◆ **WORK TO BE COMPLETED**
Change every "blue" to "navy" in the lines from the first one through the one containing "40], [165, 39]]", and give back only those lines with nothing else altered.

◆ **INPUT DATA**
········

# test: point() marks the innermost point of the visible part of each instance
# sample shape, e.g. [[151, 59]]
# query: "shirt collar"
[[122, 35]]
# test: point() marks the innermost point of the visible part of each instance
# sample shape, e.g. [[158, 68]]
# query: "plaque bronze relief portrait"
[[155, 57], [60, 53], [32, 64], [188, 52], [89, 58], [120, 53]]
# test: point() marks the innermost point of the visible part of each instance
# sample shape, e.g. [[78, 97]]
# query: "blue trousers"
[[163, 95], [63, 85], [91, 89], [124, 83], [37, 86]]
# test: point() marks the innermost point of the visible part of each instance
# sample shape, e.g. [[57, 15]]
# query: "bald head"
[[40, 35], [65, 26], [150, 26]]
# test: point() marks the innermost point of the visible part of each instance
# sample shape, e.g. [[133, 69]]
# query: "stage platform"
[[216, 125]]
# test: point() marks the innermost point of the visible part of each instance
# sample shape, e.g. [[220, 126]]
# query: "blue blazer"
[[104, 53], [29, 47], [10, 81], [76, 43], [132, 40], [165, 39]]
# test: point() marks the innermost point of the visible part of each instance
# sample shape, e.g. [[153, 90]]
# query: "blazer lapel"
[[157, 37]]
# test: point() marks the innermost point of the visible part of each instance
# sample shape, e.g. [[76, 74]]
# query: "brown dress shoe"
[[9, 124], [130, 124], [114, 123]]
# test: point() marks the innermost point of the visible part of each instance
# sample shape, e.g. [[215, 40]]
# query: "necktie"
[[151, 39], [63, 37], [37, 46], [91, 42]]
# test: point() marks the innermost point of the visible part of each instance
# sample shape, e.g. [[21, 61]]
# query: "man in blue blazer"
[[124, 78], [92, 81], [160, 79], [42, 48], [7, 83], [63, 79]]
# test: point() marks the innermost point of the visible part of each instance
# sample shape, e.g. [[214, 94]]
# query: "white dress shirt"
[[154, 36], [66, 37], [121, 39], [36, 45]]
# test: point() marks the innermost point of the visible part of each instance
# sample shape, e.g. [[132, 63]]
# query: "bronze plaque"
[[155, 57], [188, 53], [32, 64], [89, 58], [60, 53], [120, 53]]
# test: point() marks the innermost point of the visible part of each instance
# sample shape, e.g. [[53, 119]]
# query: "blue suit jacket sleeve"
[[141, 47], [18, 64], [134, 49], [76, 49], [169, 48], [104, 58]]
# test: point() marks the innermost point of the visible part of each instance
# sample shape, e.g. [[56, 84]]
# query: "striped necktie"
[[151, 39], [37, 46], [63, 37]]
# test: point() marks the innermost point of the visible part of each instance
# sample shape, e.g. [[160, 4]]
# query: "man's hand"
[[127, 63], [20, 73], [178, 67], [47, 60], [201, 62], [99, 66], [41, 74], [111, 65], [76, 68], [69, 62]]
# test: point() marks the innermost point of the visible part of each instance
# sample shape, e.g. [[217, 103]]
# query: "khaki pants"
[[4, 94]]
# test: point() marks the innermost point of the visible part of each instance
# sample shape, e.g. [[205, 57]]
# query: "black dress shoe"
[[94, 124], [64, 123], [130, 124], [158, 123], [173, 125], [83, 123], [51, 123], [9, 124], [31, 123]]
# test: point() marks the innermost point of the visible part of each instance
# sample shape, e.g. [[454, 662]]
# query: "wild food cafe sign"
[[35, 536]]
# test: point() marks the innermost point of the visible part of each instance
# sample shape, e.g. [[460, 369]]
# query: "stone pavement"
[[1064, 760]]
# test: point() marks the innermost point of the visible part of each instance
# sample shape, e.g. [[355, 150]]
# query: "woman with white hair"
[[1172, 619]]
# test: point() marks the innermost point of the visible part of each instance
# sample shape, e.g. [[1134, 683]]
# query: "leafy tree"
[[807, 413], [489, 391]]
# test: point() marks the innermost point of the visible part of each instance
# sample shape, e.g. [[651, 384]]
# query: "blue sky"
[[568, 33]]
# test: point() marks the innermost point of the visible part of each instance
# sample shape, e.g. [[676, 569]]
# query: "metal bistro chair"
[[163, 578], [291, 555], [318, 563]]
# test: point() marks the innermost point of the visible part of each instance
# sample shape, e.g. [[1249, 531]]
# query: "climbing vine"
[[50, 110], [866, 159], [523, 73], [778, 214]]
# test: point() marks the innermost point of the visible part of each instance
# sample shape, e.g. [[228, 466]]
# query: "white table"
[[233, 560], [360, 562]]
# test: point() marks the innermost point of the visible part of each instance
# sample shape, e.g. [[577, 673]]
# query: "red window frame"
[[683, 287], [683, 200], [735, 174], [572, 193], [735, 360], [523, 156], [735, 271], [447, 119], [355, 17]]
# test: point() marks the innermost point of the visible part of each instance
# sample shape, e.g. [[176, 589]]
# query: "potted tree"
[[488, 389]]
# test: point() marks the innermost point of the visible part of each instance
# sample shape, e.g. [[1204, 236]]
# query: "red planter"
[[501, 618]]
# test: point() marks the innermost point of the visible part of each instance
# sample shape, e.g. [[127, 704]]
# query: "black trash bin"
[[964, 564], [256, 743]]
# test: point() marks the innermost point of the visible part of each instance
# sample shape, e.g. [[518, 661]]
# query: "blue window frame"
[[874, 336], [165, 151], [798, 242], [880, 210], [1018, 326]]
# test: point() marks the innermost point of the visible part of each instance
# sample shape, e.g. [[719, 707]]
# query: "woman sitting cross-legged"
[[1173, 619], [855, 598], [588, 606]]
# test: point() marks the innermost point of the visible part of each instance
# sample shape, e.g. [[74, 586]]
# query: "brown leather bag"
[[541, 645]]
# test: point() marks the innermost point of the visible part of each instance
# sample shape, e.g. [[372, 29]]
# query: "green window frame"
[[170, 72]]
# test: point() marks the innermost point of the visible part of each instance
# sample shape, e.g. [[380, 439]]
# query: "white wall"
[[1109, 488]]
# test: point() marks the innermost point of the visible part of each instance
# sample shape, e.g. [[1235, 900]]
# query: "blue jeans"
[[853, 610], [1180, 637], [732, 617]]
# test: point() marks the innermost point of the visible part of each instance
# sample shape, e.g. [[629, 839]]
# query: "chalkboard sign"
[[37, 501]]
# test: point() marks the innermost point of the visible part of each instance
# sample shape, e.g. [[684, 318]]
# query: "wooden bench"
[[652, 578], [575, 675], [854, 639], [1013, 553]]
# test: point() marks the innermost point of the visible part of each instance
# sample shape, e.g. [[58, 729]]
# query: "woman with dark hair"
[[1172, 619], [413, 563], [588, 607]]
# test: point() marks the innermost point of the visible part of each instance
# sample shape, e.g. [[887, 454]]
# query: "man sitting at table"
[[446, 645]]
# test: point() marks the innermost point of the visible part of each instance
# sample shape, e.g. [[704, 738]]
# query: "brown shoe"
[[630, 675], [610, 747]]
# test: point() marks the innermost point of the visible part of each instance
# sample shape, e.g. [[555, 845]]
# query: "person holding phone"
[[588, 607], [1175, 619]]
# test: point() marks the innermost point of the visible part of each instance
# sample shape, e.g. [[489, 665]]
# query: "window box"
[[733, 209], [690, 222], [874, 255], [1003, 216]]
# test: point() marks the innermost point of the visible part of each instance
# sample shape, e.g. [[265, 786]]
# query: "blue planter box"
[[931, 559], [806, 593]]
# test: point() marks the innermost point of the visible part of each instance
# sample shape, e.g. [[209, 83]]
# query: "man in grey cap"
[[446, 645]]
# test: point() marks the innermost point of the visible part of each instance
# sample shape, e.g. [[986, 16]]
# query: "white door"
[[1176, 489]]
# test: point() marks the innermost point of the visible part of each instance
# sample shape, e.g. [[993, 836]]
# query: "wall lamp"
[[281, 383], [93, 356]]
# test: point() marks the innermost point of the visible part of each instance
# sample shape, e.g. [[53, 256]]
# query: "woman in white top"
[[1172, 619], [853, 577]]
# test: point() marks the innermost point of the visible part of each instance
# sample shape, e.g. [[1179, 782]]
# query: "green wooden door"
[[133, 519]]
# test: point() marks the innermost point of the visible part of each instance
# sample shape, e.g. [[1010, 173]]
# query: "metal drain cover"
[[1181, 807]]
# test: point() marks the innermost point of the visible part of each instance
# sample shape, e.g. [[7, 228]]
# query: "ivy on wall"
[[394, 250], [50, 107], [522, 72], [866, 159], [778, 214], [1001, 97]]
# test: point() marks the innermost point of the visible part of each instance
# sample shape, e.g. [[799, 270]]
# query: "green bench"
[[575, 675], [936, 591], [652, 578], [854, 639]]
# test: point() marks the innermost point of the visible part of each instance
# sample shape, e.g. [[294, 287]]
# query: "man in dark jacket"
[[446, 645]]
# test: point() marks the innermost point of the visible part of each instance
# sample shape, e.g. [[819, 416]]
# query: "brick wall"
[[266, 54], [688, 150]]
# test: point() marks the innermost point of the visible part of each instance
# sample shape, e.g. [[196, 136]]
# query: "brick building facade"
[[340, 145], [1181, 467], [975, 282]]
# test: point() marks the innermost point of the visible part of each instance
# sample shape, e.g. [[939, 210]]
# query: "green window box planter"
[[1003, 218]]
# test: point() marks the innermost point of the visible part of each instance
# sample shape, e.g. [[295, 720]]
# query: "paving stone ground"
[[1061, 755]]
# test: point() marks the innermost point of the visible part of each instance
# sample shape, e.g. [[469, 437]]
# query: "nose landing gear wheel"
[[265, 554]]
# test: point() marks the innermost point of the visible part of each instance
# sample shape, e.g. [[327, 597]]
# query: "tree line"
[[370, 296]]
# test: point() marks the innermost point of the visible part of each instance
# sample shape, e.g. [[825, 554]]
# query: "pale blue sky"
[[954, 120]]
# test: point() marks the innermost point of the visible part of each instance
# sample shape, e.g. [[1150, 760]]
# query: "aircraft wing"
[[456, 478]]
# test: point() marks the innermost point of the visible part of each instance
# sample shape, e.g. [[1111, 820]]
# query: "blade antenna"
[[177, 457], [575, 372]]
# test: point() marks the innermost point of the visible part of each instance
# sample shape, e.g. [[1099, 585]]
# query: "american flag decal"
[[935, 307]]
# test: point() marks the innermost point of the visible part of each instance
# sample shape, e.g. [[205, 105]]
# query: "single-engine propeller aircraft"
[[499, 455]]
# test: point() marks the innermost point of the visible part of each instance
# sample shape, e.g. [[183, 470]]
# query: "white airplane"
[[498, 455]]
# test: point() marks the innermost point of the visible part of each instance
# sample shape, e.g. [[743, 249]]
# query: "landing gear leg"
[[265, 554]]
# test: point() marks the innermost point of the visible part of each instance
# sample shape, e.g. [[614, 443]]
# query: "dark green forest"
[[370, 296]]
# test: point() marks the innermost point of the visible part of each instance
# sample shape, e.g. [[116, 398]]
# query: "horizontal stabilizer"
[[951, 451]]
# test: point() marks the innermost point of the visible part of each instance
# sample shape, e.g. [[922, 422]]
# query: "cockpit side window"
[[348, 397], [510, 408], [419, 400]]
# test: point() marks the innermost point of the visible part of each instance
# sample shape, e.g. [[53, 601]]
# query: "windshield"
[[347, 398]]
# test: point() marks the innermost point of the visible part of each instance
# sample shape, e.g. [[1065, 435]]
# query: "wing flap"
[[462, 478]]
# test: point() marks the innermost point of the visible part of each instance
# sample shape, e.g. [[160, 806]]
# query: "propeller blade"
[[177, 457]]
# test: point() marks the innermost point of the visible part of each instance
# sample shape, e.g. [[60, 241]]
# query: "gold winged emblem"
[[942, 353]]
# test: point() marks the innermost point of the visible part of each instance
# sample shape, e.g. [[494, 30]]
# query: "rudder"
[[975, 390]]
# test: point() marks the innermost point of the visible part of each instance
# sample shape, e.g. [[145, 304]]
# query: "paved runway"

········

◆ **EXERCISE RESULT**
# test: point() marks the innermost point of the visible part of each instance
# sample shape, e.g. [[151, 59]]
# query: "shirt collar"
[[122, 35]]
# test: point() marks the innermost point of the visible part of each instance
# sample shape, e.g. [[158, 68]]
# query: "plaque bronze relief portrait"
[[155, 57], [60, 53], [32, 64], [188, 52], [89, 58], [120, 53]]
# test: point() marks the innermost point of the visible part of each instance
# sample shape, e.g. [[78, 97]]
# query: "navy trousers"
[[163, 95], [63, 85], [91, 89], [124, 83], [37, 86]]
# test: point() marks the innermost point of the visible part of each instance
# sample shape, e.g. [[57, 15]]
# query: "bald head"
[[40, 35], [65, 26], [150, 26]]
# test: point() marks the innermost point of the visible part of each instance
# sample shape, e.g. [[133, 69]]
# query: "stage platform"
[[216, 125]]
# test: point() marks the innermost point of the visible part of each instance
# sample shape, e.g. [[220, 126]]
# query: "navy blazer"
[[104, 53], [29, 47], [10, 81], [76, 43], [132, 40], [165, 39]]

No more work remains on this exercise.